[Start of DATA PROVIDED]
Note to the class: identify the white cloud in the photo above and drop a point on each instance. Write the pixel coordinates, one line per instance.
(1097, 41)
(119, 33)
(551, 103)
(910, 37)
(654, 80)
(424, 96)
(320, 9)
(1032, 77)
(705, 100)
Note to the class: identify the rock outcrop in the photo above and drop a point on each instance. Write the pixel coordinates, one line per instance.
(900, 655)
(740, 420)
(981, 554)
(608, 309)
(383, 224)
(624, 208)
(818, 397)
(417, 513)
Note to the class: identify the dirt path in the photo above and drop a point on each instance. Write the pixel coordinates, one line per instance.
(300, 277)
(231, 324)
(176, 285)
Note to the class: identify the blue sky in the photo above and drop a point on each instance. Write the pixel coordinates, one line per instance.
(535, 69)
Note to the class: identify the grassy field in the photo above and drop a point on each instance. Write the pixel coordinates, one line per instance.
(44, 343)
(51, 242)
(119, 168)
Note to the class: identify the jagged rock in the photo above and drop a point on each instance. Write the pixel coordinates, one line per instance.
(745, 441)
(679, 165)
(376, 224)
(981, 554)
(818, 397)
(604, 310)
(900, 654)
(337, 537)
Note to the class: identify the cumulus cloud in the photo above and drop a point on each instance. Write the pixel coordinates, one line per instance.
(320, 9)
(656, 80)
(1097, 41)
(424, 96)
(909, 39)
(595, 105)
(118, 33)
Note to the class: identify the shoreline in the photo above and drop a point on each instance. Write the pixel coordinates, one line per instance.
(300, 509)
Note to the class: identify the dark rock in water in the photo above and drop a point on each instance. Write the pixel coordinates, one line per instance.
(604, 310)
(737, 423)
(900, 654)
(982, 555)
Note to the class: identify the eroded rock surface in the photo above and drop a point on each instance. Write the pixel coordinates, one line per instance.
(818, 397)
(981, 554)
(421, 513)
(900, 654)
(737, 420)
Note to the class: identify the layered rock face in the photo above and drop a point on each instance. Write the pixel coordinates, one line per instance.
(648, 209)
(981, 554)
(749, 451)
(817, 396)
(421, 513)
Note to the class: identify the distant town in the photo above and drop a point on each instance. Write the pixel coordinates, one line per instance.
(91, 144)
[End of DATA PROVIDED]
PROBLEM TO SOLVE: Reproduce the rows in the stretch from the line containing "Note to the class: identify the distant" through the end of the rows, keeping the request line unchanged and adding 147 to both numbers in every coordinate pair.

WRITTEN RESPONSE:
Note to the class: identify the distant town in the photo above and drop a point on each instance. Write the pixel coordinates, one line per instance.
(238, 291)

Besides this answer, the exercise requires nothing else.